→ **Passage given**:
┌──

Opinion: Narasimha Rao Recast Not Just India's Economy, But Foreign Policy Too

Earlier this month, the Modi Government announced the Bharat Ratna, India’s highest civilian honour, for P.V. Narasimha Rao, India’s 12th prime minister, who ran a minority government between 1991-1996. Most recent commentaries and analyses following this announcement have focused on the former prime minister’s contributions to de-regulating the Indian economy. And rightly so.

But Rao deserves equal credit, to my mind, for his singular contributions to Indian foreign policy – the reorientation from its Nehruvian idealism to a more pragmatic one and his attempt to embed economic diplomacy firmly into the practice of Indian diplomacy. The policy change was necessitated by the international developments of the day, like the implosion of the Soviet Union. The foreign policy recast set India decisively on a trajectory of “multi-alignment”, a term currently part of the popular lexicon. The start of “multi-alignment” – as we know it today – begins with, I believe, Rao forging closer ties with multiple countries, including the US, Israel, South Korea and others. In fact, one can discern policy continuation and parallels between the Rao era and the current Modi era.

A Policy For The Demand Of The Times

The economic changes within India that Rao initiated were in part necessitated by internal economic mismanagement, but equally, the demand of the times. The Berlin Wall, the dividing line between East and West Germany, came down in 1989; the Soviet Union collapsed in 1991. These events spelt the end of the Cold War, leaving the US the sole superpower in a unipolar world. India, already battling economic challenges, saw a sharp trade slump. “In 1990, the Soviet Union and East European countries that had a rupee payment arrangement for trade with India accounted for 17% of India’s total external trade. This share collapsed to 2% in 1992,” writes economist Sanjaya Baru, former media advisor to ex-Prime Minister Manmohan Singh, in his book 1991: How PV Narasimha Rao Made History (for the uninitiated, Singh was Rao’s handpicked finance minister who implemented many of the reforms of this period).

Vinay Sitapati, author of Half Lion: How PV Narasimha Rao Transformed India, writes that the breakup of the Soviet Union made it clear that India had to rework its ties with the US and the West for the capital and technology it badly needed.

‘State-Directed Capitalism’

In the practice of economic diplomacy, Rao led from the front. It’s well recorded that Rao’s first foreign visit soon after taking office was to Germany, the economic engine of Europe. Rao also led delegations to the World Economic Forum in Davos, Switzerland, twice, to directly address investors and industry leaders. In 1993, he became the first Indian prime minister to visit South Korea (borne out by the Ministry of External Affairs’ timeline of bilateral visits between the two). 

The aim of the visit was to convince South Korean businesses to invest in India. If today Samsung, LG, Kia and Hyundai are household names in India, this is in large part due to Rao’s efforts. It’s a well-documented fact that Rao made it a point to meet the heads of Korean chaebols – large family-owned business conglomerates – to explain how India was changing its economic focus. One of the first visible results was the arrival of Daewoo Motors in India in 1995 with its range of passenger cars.

└──

→ **Excerpted records**:
┌──

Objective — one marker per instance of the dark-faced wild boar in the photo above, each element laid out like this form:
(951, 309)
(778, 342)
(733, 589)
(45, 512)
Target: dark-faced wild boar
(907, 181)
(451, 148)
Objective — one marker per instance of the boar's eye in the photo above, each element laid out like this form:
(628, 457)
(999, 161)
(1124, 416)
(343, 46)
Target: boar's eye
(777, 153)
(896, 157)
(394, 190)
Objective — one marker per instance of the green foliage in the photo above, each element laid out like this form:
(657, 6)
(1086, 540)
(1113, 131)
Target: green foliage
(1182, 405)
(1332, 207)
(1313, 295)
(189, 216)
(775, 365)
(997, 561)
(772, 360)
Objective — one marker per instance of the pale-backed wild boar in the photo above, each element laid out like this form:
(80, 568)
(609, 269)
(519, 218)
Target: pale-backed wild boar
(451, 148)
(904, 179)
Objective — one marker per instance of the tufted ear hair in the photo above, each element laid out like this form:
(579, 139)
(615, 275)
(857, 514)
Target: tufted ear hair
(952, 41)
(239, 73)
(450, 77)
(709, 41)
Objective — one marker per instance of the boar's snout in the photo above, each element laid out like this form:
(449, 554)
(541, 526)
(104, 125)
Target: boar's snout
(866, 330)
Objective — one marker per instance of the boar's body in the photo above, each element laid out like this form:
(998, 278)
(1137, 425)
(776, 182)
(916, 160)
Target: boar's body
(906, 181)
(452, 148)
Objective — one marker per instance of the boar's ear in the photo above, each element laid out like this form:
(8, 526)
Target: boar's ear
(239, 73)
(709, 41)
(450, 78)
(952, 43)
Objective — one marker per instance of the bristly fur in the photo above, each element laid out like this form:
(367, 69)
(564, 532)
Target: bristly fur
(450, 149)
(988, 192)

└──
┌──

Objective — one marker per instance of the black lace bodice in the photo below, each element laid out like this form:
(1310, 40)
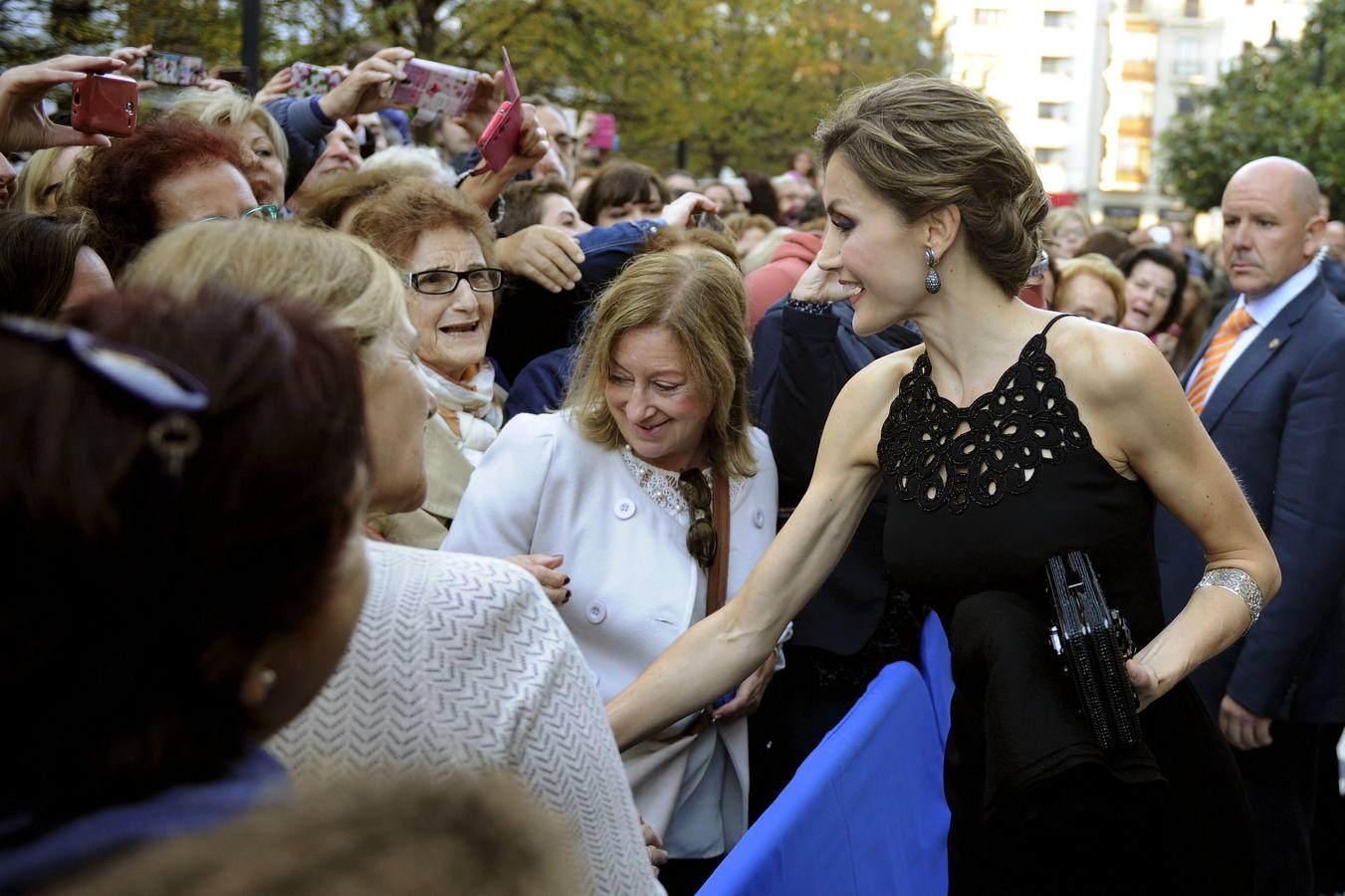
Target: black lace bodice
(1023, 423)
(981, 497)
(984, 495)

└──

→ **Task set**:
**a.** In the opinion piece on Narasimha Rao, which country did Rao visit on his first foreign trip after taking office?
**b.** Reproduce the part of the opinion piece on Narasimha Rao from "Opinion: Narasimha Rao" up to and including "And rightly so.".

→ **Responses by task**:
**a.** Germany.

**b.**
Opinion: Narasimha Rao Recast Not Just India's Economy, But Foreign Policy Too

Earlier this month, the Modi Government announced the Bharat Ratna, India’s highest civilian honour, for P.V. Narasimha Rao, India’s 12th prime minister, who ran a minority government between 1991-1996. Most recent commentaries and analyses following this announcement have focused on the former prime minister’s contributions to de-regulating the Indian economy. And rightly so.